__INSTRUCTION__: Make an exact copy of the lines below.

+ + + + + + +

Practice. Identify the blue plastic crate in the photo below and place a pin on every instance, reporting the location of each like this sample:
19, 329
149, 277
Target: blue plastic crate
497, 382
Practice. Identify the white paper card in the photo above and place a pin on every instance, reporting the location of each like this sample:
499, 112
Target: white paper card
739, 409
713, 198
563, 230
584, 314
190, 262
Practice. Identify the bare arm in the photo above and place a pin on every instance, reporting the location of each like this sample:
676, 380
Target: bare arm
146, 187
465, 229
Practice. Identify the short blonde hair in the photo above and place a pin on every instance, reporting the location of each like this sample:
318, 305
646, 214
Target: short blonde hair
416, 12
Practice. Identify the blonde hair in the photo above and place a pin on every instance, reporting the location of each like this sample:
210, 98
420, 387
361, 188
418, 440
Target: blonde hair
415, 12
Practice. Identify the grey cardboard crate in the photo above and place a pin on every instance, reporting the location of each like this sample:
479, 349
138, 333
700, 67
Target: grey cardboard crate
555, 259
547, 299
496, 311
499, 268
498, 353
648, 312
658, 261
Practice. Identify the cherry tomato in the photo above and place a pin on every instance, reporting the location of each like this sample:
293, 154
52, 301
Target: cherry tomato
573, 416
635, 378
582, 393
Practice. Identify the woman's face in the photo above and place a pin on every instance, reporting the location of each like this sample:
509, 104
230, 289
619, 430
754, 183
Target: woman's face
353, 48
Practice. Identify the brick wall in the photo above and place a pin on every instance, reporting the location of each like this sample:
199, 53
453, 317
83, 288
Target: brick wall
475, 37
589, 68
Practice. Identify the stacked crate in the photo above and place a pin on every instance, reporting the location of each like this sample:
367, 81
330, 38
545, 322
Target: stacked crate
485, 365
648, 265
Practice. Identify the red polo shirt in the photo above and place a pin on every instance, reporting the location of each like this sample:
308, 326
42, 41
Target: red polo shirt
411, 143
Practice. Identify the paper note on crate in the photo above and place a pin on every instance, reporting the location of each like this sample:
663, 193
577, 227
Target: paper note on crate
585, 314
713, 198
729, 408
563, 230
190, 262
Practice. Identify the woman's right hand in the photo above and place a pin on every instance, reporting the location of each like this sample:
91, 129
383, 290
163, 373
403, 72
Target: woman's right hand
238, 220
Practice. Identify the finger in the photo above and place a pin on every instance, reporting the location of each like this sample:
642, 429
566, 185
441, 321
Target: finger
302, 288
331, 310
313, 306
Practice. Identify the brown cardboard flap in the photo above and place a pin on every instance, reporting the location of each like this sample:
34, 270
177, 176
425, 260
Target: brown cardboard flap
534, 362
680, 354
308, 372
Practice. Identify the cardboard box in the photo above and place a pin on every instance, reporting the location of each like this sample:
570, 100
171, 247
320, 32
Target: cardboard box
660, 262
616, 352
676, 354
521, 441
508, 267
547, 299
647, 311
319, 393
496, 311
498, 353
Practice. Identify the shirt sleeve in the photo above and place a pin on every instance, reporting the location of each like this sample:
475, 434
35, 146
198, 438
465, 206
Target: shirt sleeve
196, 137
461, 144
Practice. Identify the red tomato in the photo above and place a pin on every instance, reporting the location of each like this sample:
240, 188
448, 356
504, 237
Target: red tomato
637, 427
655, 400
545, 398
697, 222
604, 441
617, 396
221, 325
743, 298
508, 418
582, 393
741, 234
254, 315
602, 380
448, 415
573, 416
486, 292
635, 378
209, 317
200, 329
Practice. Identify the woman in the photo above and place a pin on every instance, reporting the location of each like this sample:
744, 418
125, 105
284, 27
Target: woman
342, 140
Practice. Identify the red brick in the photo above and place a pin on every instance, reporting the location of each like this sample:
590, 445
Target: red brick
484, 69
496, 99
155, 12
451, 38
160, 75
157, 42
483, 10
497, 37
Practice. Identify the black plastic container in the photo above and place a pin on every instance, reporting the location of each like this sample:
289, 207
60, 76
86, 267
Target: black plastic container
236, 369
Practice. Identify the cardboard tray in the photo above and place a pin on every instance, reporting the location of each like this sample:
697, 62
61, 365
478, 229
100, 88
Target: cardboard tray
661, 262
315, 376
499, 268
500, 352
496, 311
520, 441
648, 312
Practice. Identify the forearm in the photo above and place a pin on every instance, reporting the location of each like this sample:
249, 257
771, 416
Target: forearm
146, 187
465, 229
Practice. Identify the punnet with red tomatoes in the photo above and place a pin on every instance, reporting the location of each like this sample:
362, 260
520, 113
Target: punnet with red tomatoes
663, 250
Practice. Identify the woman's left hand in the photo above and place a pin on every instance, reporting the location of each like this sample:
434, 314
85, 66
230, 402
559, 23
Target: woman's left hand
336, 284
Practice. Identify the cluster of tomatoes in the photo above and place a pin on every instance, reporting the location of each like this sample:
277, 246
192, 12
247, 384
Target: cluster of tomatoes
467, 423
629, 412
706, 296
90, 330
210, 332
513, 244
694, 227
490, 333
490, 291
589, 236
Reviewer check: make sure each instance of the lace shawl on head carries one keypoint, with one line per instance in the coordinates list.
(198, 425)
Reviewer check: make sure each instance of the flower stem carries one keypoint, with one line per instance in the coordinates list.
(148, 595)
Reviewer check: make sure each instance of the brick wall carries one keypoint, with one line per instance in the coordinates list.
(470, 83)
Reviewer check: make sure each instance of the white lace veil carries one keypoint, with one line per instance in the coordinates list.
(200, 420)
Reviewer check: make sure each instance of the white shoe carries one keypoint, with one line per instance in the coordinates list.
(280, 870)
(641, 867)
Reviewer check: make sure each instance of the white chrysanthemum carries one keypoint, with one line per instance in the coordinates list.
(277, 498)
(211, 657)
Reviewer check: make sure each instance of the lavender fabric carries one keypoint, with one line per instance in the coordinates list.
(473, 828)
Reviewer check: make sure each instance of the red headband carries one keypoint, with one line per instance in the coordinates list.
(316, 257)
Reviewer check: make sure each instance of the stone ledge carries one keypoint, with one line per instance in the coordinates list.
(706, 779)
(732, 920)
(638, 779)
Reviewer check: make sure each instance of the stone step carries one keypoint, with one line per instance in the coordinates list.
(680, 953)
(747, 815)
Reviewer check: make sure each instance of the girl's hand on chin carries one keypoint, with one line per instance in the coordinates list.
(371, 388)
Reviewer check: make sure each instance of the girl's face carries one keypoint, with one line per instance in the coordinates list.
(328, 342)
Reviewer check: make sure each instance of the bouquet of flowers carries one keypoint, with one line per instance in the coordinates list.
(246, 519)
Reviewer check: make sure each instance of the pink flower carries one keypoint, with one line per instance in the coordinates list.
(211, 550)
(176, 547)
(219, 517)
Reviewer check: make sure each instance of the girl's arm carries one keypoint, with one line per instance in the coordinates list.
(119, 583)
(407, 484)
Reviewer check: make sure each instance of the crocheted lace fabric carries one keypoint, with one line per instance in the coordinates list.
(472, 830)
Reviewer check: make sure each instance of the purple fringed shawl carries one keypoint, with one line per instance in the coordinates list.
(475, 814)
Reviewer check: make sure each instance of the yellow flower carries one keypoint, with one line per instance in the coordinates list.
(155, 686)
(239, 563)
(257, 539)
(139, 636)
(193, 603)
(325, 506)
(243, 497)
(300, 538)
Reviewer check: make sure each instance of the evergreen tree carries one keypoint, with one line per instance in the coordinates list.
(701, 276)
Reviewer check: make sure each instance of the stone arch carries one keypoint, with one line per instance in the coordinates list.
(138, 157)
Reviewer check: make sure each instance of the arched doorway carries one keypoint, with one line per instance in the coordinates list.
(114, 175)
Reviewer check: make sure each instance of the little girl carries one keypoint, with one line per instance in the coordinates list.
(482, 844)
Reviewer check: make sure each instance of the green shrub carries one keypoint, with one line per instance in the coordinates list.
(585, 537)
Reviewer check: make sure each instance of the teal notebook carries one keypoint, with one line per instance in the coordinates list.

+ + + + + + +

__SOLVED EXERCISE__:
Practice. Identify the blue plastic crate in the photo below and place a pin on every instance, reporting the location of each like this sample:
19, 329
149, 277
Target: blue plastic crate
497, 382
Practice. Identify the white paper card in the photo above and place a pin on every instance, reporting the location of each like this sample:
499, 112
Target: white paper card
739, 409
713, 198
563, 230
584, 314
190, 262
Practice. Identify the bare arm in the photo above and place a pin on every instance, reporting the location of each like this sample:
676, 380
Target: bare arm
146, 187
465, 229
Practice. Identify the short blonde hair in the photo above and place a pin on every instance, reporting the location of each like this sample:
318, 305
646, 214
Target: short blonde hair
416, 12
Practice. Identify the blonde hair in the photo above and place a pin on every instance, reporting the location of each like this sample:
210, 98
420, 387
361, 188
418, 440
Target: blonde hair
415, 12
Practice. Identify the grey cardboard crate in the photo above and place a pin on every instance, reporting the location of each like this sample:
479, 349
138, 333
700, 67
Target: grey cardboard crate
555, 259
547, 299
496, 311
499, 268
498, 353
648, 312
658, 261
Practice. Identify the cherry tomato in the photo above and place a pin on every instance, reporting the location of each like this sample:
293, 154
52, 301
Target: cherry tomato
573, 416
635, 378
582, 393
Practice. Identify the woman's face in the photo above and place a pin on every instance, reporting the location of each like this sample:
509, 104
230, 289
619, 430
754, 183
Target: woman's face
353, 48
Practice. Identify the brick wall in the photo above and place a pin on every instance, reporting the location of each like this sample:
199, 53
453, 317
83, 288
Target: brick wall
475, 37
589, 68
Practice. Identify the stacked crate in the photo above and place a pin on every instance, reporting the location of each like this sample:
367, 81
330, 38
545, 322
Target: stacked crate
485, 365
648, 265
Practice. Identify the red polo shirt in the photo above and place a pin on every instance, reporting the location of each like this sample:
308, 326
42, 41
Target: red polo shirt
411, 143
Practice. Identify the paper note on crate in the photo above and place a pin on every instance, reporting the location of each like this sample:
663, 193
577, 227
Target: paper note on crate
585, 314
713, 198
729, 408
563, 230
190, 262
Practice. Identify the woman's right hand in the photo above and place a pin on every instance, reporting the location of each like this sample:
91, 129
383, 290
163, 373
403, 72
Target: woman's right hand
238, 220
Practice. Identify the finger in the photo above and place a pin on every instance, reporting the location of each like this sample:
642, 429
566, 185
441, 321
Target: finger
302, 288
331, 310
313, 306
Practice. Identify the brown cardboard flap in the photo above and place a pin on every instance, reporting the location of each like this sample:
34, 270
177, 176
425, 260
Target: brown cardboard flap
534, 362
680, 354
308, 372
Practice. Identify the cardboard box in the photo above and place a pin on every instance, reporting the location of each like this sample:
570, 100
171, 247
320, 32
Target: cardboard box
660, 262
616, 352
676, 354
521, 441
508, 267
547, 299
647, 311
319, 393
496, 311
498, 353
Practice. Identify the shirt sleeve in the photo above and place a pin on every instance, reporting the location of each like this sample:
475, 434
35, 146
198, 438
465, 206
Target: shirt sleeve
196, 137
461, 144
Practice. Identify the red tomato in the photo above and place a pin on every instance, reporting the location of each like this sample:
240, 188
448, 356
504, 237
Target: red tomato
637, 427
655, 400
545, 398
697, 222
604, 441
617, 396
221, 325
743, 298
508, 418
582, 393
741, 234
254, 315
602, 380
448, 415
573, 416
486, 292
635, 378
209, 317
200, 329
Practice. Identify the woman in the photo above and place a pin on every instance, reporting the location of each like this sample:
744, 418
125, 105
284, 27
Target: woman
342, 140
Practice. Identify the red brick in the photo above and place a pin on every instance, reporting the location of each like this sample:
590, 445
Target: red brick
484, 69
496, 99
155, 12
451, 38
160, 75
157, 42
483, 10
497, 37
Practice. Identify the black plastic container in the photo above and place a pin on every instance, reporting the location of each like this sample:
289, 207
60, 76
86, 267
Target: black plastic container
236, 369
Practice. Identify the cardboard tray in the photo above and place a pin on every instance, reporting the location of each like this sample:
697, 62
61, 365
478, 229
100, 88
Target: cardboard tray
661, 262
315, 376
499, 268
500, 352
496, 311
520, 441
648, 312
Practice. Identify the forearm in the photo above and place a pin on every instance, reporting the location of each like this sample:
249, 257
771, 416
Target: forearm
146, 187
465, 229
Practice. Identify the punnet with red tomatoes in the photo above and place a pin on every instance, reporting the location of each like this sample:
362, 260
520, 113
Target: punnet with red tomatoes
663, 250
Practice. Identify the woman's left hand in the photo above and place a pin on every instance, reporting the location of each like this sample:
434, 314
85, 66
230, 402
559, 23
Target: woman's left hand
336, 284
Practice. Identify the cluster of tomatoes in the photo above and place a pin on every instance, reporting the location of each like this sample:
277, 246
192, 12
247, 384
Target: cluster of tomatoes
467, 423
629, 412
706, 296
90, 330
210, 332
513, 244
694, 227
490, 333
490, 291
589, 236
Reviewer check: make sure each instance of the lace shawl on head carries one keypoint, with one line per instance in the coordinates list.
(198, 425)
Reviewer check: make sure each instance of the flower stem carries one keypoint, with one line per instance in the coordinates list.
(148, 595)
Reviewer check: make sure each instance of the brick wall carries one keypoint, with one line per instance in the coordinates list.
(470, 83)
Reviewer check: make sure each instance of the white lace veil carries one keypoint, with one line per instance in the coordinates list.
(200, 420)
Reviewer check: make sure each instance of the white shoe carries one keypoint, with one line per instance in the coordinates list.
(280, 870)
(641, 867)
Reviewer check: make sure each instance of the white chrysanthemum carries one keypoint, with one line per instance in the coordinates list.
(277, 498)
(211, 657)
Reviewer check: make sure each instance of the lavender fabric carries one keypoint, with one line per instance in the coordinates list.
(473, 828)
Reviewer check: make sure each instance of the red headband carries one keypoint, with one line per instance in the coordinates list.
(316, 257)
Reviewer check: make sure each instance of the stone ledge carries one keypoint, with one line per instance in the coordinates list.
(706, 779)
(732, 920)
(638, 779)
Reviewer check: make sure each instance of the stone step carries one keypoint, with one line per instance in the coordinates list.
(680, 953)
(747, 815)
Reviewer check: make sure each instance of the girl's hand on chin carries one keypoint, with one line per instance in the coordinates list.
(371, 388)
Reviewer check: make sure each instance of the girl's face carries one keypoint, with one line per instance in the coordinates list.
(328, 342)
Reviewer check: make sure each instance of the bouquet of flowers carries one keypoint, with one line per instance in the coordinates list.
(246, 519)
Reviewer check: make sure each instance of the pink flower carries one keypoint, with one line per instance in the coordinates list.
(211, 550)
(176, 547)
(219, 517)
Reviewer check: make sure each instance of the girl's arm carries one keypoint, with one line per instance in the coordinates list.
(119, 583)
(407, 484)
Reviewer check: make sure each instance of the crocheted lace fabric carries one keypoint, with one line per instance in the coordinates list.
(472, 830)
Reviewer check: make sure each instance of the purple fringed shawl carries one keypoint, with one line per instance in the coordinates list.
(475, 814)
Reviewer check: make sure each instance of the yellow flower carries one keypoint, with one line per instance in the coordinates list.
(155, 686)
(239, 563)
(257, 539)
(139, 636)
(193, 603)
(325, 506)
(243, 497)
(300, 538)
Reviewer check: make sure each instance of the evergreen tree carries one keypoint, with one line per instance in the coordinates list.
(701, 276)
Reviewer check: make sure each instance of the stone arch carries one keypoint, with one line per instance in the coordinates list.
(138, 157)
Reviewer check: make sure each instance of the arched doorway carries one keypoint, with one line per instance in the coordinates list.
(114, 175)
Reviewer check: make sure each instance of the little girl carries one keypoint, with one line per instance in the coordinates list.
(482, 844)
Reviewer check: make sure each instance of the green shrub carries one keypoint, with one line per instance in the coordinates list.
(585, 537)
Reviewer check: make sure each instance of the teal notebook carries one keypoint, with one line per instance in the coordinates list.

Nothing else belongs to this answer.